**Short problem:**
Please lay out the lines below as a numbered list and drop any blank lines.

**Data items:**
________________________________________
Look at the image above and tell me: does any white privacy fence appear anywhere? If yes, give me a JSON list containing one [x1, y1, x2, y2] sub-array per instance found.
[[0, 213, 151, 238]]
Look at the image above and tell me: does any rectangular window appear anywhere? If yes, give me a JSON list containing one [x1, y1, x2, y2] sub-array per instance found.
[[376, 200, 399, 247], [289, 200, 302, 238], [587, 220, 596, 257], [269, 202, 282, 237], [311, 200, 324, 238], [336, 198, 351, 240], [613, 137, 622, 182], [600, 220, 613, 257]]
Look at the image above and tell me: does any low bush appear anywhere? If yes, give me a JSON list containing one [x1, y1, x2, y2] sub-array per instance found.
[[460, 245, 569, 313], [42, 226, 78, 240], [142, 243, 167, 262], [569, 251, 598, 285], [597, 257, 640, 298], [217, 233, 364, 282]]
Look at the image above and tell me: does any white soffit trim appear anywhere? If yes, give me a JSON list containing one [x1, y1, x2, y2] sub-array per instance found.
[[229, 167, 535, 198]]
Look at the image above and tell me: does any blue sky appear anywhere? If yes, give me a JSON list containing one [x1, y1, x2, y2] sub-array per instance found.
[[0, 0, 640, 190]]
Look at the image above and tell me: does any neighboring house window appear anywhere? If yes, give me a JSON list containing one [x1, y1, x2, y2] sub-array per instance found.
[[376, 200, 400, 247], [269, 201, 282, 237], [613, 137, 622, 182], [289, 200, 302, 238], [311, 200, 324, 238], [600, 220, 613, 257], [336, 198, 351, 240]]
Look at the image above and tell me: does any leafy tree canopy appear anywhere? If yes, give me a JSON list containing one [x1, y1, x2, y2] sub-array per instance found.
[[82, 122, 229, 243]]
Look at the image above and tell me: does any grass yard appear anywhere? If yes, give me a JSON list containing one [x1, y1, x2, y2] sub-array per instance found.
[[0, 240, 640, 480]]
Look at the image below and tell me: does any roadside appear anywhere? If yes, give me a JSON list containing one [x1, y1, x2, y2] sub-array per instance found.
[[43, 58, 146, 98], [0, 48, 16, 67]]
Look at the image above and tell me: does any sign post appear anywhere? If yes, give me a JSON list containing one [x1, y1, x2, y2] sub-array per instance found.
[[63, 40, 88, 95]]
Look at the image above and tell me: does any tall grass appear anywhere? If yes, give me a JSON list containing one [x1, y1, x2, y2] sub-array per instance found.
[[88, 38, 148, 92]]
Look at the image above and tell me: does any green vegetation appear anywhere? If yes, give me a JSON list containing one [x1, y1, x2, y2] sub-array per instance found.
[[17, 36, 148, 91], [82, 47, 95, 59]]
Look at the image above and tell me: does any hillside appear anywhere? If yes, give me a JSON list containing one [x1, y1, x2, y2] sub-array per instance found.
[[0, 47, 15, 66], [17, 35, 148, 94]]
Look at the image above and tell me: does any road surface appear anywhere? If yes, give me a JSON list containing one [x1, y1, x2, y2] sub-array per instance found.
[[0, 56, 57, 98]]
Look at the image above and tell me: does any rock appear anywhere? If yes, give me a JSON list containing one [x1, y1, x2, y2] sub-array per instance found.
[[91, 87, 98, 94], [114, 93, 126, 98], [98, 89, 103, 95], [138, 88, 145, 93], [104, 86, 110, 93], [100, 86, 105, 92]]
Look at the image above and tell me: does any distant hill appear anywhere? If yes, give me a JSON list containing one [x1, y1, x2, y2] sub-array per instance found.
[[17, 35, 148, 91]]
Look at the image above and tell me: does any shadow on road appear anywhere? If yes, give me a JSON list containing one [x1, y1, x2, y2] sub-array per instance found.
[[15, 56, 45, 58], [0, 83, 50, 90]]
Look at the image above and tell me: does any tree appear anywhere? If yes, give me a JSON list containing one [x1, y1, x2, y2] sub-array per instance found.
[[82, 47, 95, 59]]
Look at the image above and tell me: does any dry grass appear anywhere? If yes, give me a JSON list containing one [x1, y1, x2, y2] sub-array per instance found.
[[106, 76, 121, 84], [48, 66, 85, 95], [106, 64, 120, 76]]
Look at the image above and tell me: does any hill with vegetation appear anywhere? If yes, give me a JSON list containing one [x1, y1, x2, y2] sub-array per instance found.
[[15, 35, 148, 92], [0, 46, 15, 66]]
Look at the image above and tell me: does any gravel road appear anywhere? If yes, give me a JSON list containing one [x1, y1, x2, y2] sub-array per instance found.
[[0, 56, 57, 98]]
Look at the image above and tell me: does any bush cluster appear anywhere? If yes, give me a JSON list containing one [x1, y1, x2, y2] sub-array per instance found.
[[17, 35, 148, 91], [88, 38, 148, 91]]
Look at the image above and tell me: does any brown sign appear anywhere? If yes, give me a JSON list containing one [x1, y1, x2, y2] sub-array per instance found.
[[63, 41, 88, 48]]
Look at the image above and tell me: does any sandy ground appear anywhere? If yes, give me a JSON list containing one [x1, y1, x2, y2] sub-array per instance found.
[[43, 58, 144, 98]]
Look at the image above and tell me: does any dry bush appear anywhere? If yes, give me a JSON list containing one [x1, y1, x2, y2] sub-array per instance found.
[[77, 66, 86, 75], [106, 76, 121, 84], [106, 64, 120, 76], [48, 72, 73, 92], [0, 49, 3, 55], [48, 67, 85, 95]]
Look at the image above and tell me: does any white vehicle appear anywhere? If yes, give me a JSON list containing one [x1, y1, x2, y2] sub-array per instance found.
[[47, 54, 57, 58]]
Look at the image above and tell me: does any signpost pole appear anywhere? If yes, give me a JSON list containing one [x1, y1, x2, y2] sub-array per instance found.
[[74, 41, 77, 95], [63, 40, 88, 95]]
________________________________________
**Solved problem:**
1. Look at the image above and tell me: does any white privacy fence appear anywhere? If yes, give me a JSON list containing one [x1, y1, x2, y2] sub-array per instance found.
2. [[0, 213, 151, 238]]
3. Look at the image above and tell me: does any rectangular window appear anywhere? If yes, give me a JSON list containing one [x1, y1, x2, y2] sub-array per instance found.
4. [[376, 200, 399, 247], [289, 200, 302, 238], [587, 220, 596, 257], [269, 202, 282, 237], [311, 200, 324, 238], [336, 198, 351, 240], [613, 137, 622, 182], [600, 220, 613, 257]]
5. Look at the image above and tell me: does any low bush appear anywhere? If yes, give me a JSON list containing one [x1, y1, x2, y2] sub-array per instance found.
6. [[460, 245, 569, 313], [42, 226, 78, 240], [142, 243, 167, 262], [569, 251, 598, 285], [597, 257, 640, 298], [217, 233, 364, 282]]
7. Look at the image above and tell me: does any white soffit trim appear anywhere? If yes, give me a JSON list containing one [x1, y1, x2, y2] sub-array per instance found.
8. [[229, 167, 535, 198]]
9. Look at the image above and tell me: does any blue sky appear anywhere? If yes, give me a JSON list containing one [x1, y1, x2, y2] sub-array per instance found.
10. [[0, 0, 640, 190]]
11. Look at the image above and tell me: does any neighboring house window appear anywhere? If yes, give me a JSON list containing one [x1, y1, x2, y2] sub-array per instance found.
12. [[376, 200, 400, 247], [269, 201, 282, 237], [613, 137, 622, 182], [289, 200, 302, 238], [311, 200, 324, 238], [600, 220, 613, 257], [336, 198, 351, 240]]
13. Look at the image above and tell me: does any leafy tree canopy appear anywhere? If yes, give me a JSON list containing one [x1, y1, x2, y2] sub-array per instance found.
14. [[82, 122, 229, 243]]
15. Look at the image above and tell me: does any grass yard appear anywhere? If yes, give me a JSON list containing one [x1, y1, x2, y2] sub-array per instance found.
16. [[0, 240, 640, 480]]
17. Look at the image below and tell me: does any roadside appear anywhere? If yes, give me a JSON list containing one [x1, y1, x2, y2] sub-array per instance found.
18. [[43, 58, 146, 98], [0, 48, 16, 67]]
19. Look at the image above and tell me: does any sign post appear anywhere? If yes, give me a JSON list containing one [x1, y1, x2, y2] sub-array per instance found.
20. [[63, 40, 88, 95]]
21. Look at the image above and tell me: does any tall grass appear anywhere? If yes, give me a JSON list containing one [x1, y1, x2, y2] sub-array per instance found.
22. [[88, 38, 148, 92]]
23. Look at the image above and tell me: does any green vegetation appear anywhere? If yes, give me a JSON list containing one [x1, y1, x2, y2] sub-array per instance found.
24. [[17, 36, 148, 91], [82, 47, 95, 59]]
25. Look at the image above and tell me: does any hillside appear anywhere? If yes, give me a JSON list containing one [x1, y1, x2, y2] sub-array per instance found.
26. [[0, 47, 15, 66], [17, 35, 148, 94]]
27. Look at the image above and tell me: does any road surface appear anywhere? If yes, give me a JSON list containing one [x1, y1, x2, y2] sub-array per instance found.
28. [[0, 56, 57, 98]]
29. Look at the image above and tell me: does any rock appear anywhere? If yes, give me a JSON list containing one [x1, y1, x2, y2] sub-array per instance found.
30. [[91, 87, 98, 94], [114, 93, 126, 98], [98, 89, 103, 95], [138, 88, 145, 93], [104, 86, 110, 93], [100, 86, 105, 92]]
31. Look at the image above and tell me: does any distant hill appear anywhere? If yes, give me a JSON list containing one [x1, y1, x2, y2] sub-array per instance found.
32. [[17, 35, 148, 91]]
33. Look at the image above and tell me: does any shadow on road appear anywhere? If yes, give me a JSON list containing one [x1, y1, x2, y2] sub-array per instance found.
34. [[15, 56, 45, 58], [0, 83, 50, 90]]
35. Look at the image above and tell me: does any tree appear anywhere? If yes, give me a JSON list containing one [x1, y1, x2, y2] sub-array per instance found.
36. [[82, 47, 95, 59]]
37. Look at the image above and tell me: does any dry grass appear anywhere? If yes, give me a JSON list containing one [x1, y1, x2, y2] sub-array per instance found.
38. [[106, 76, 121, 84], [48, 66, 85, 95], [106, 64, 120, 76]]
39. Look at the image above and tell me: does any hill with vegetation appear anywhere? If yes, give me a JSON list containing one [x1, y1, x2, y2] sub-array per instance found.
40. [[15, 35, 148, 92], [0, 46, 15, 66]]
41. Look at the image above and tell me: does any gravel road appear anywhere? If yes, give me a JSON list containing one [x1, y1, x2, y2] sub-array per instance found.
42. [[0, 56, 57, 98]]
43. Look at the image above and tell me: does any bush cluster appear anywhere? If yes, give me a JSON list containing one [x1, y1, x2, y2] sub-array per instance found.
44. [[17, 35, 148, 91], [88, 38, 148, 91]]
45. Look at the image above and tell me: does any brown sign appear anywhere? If yes, give me a JSON list containing one [x1, y1, x2, y2] sub-array per instance found.
46. [[63, 41, 88, 48]]
47. Look at the image above and tell me: does any sandy ground appear anywhere? If yes, give me a JSON list containing one [x1, y1, x2, y2] sub-array per instance found.
48. [[43, 58, 144, 98]]
49. Look at the image above and tell me: does any dry bush appear anywhere? If yes, give me a JSON list containing one [x1, y1, x2, y2] sub-array per instance found.
50. [[77, 66, 86, 75], [106, 76, 121, 84], [106, 64, 120, 76], [48, 72, 73, 92], [0, 49, 3, 55], [48, 67, 85, 95]]
51. Look at the image above and tell me: does any white vehicle appear anywhere? If yes, give me a JSON list containing one [x1, y1, x2, y2] sub-array per instance found.
52. [[47, 54, 57, 58]]
53. Look at the image above and tell me: does any signpost pole appear anywhere? If yes, give me a JSON list containing one [x1, y1, x2, y2] sub-array per instance found.
54. [[74, 41, 77, 95], [63, 40, 88, 95]]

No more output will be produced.